>> start Supplied records

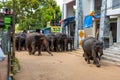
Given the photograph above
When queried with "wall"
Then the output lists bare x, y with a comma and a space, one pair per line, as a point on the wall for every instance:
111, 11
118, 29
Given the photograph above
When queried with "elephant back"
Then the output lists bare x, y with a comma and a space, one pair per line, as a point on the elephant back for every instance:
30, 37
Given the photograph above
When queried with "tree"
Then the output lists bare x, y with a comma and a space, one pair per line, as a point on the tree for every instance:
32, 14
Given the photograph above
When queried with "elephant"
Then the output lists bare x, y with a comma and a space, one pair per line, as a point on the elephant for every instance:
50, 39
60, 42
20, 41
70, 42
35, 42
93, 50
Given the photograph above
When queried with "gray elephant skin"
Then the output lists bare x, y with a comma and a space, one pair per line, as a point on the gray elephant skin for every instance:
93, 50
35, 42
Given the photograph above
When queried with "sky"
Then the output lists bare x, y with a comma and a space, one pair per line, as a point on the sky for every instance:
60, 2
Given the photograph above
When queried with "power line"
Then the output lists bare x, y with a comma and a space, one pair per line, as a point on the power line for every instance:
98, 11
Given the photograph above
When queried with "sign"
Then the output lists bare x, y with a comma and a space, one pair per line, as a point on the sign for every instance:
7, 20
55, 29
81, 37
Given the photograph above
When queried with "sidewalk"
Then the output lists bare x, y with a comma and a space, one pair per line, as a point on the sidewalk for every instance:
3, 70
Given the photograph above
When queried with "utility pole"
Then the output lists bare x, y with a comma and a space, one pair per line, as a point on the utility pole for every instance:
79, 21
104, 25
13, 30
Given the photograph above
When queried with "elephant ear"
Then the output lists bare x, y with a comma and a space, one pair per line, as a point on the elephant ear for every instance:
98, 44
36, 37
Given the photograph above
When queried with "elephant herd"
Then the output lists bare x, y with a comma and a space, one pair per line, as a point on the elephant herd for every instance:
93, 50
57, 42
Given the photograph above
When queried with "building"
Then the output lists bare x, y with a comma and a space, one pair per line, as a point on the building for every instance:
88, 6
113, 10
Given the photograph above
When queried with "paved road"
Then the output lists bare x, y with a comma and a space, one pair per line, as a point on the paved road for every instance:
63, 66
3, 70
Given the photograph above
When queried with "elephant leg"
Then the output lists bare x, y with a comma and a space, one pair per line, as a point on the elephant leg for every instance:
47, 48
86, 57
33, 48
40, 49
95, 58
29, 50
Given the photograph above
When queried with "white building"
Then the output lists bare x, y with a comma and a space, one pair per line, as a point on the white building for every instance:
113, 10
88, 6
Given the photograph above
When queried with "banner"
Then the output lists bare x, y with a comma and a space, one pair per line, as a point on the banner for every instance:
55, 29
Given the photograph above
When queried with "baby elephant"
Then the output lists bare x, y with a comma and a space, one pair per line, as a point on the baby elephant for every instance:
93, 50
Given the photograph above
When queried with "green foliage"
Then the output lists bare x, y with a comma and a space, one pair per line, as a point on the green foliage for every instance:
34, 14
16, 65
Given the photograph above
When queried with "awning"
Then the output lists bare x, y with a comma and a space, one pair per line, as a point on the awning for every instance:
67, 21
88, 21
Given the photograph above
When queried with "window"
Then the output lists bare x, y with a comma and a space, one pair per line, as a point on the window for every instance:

>> end Supplied records

Aim
Repeat the material above verbatim. Leave the pictures behind.

Result of this task
Given the photograph above
When queried with "wall"
Then the output lists bare x, y with a comma and a space, one pair per line, as a point on the wall for every instance:
111, 11
118, 29
Given the photograph above
When queried with "elephant back"
Then the output lists bare x, y with a comma and a space, one pair per line, as a point on the elephant back for every instance:
30, 37
Given the photograph above
When queried with "tree"
Then the output lists bare x, y with a comma and a space, one pair per line, as a point on the tree for every instance:
32, 14
Given the photograph above
When queried with "elephant"
Then the output lists bare x, y with a comma and a space, one pair per line, as a point on the elephant for every instance:
50, 39
60, 42
20, 41
70, 42
35, 42
93, 50
Given the photograph above
When queried with "gray elephant skin"
Then the output lists bare x, y with a comma and a space, one pair per line, as a point on the gray elephant skin for every instance:
93, 50
35, 42
Given the photograph above
When queried with "sky"
Then the output lists bare x, y with a comma and a space, one pair per line, as a point on the sky for every instance:
60, 2
Given the photograph above
When queried with "power line"
Then the output lists bare x, y with a comma and a space, one pair per line, as a point on the power line for every instance:
98, 11
Given the photograph above
When queried with "sign"
Then the output lists bare x, y with a comma and a space, one pair per line, as a point on the sign for every instance:
7, 20
55, 29
81, 37
Given the photograph above
When queried with "sidewalk"
Then the output lists bare x, y with a comma and a space, one pair per line, as a point on the sidewalk for every instance:
3, 70
Given the photograph above
When queried with "utility pole"
Then the output lists bare x, y with a comma and a space, one pair per line, as a point on the utility pole for every instance:
79, 21
104, 25
13, 30
Given the photograph above
When queried with "elephant ear"
Then the output lists bare x, y with a comma and a space, one pair per line, as a point on the elephant ear for every instance:
98, 44
36, 37
Given the photograph above
When queried with "elephant herd"
Then the output lists bare x, y with a comma and a space, one pair per line, as a point on the elephant herd for every instance:
93, 50
57, 42
Given the photograph above
When queried with "building"
Then the output lists bare x, y with a comma and a space, one pair per line, as a point on the building for every instance:
88, 6
113, 10
Given the photograph above
When queried with "paved road"
Then the output lists bare x, y with a comma and a space, one pair per line, as a point on the paved road for every instance:
63, 66
3, 70
Given the photograph above
When queried with "elephant leg"
Then the output lists bare x, y with a comma and a space, one pair per line, as a point on the elephant leg for every instance:
47, 48
86, 57
33, 48
40, 49
95, 58
29, 50
Given the photograph above
When queried with "white building"
Then the output lists bare x, y with a comma and a space, one pair per line, as a point on the white building for every instance:
113, 10
88, 6
Given the photograph above
When queried with "banner"
Then the output lists bare x, y with a comma and a space, one pair per line, as a point on the banner for every instance:
55, 29
Given the photograph above
When queried with "baby elephant"
Then the output lists bare x, y with a comma and a space, one pair per line, as a point on the baby elephant for every instance:
93, 50
Given the photograph above
When queried with "green foliage"
Then the output lists bare x, y with a comma and a space, one pair per line, as a point on the green foliage for every instance:
34, 14
16, 65
Given the photograph above
When queried with "awning"
Then the output lists bare x, y with a comma and a space, one pair per line, as a point on the awning for every instance:
67, 21
88, 21
Given the photograph above
When queried with "window"
Then the output lists bare x, y with a comma and a space, one pair per line, as a point on the window for every instance:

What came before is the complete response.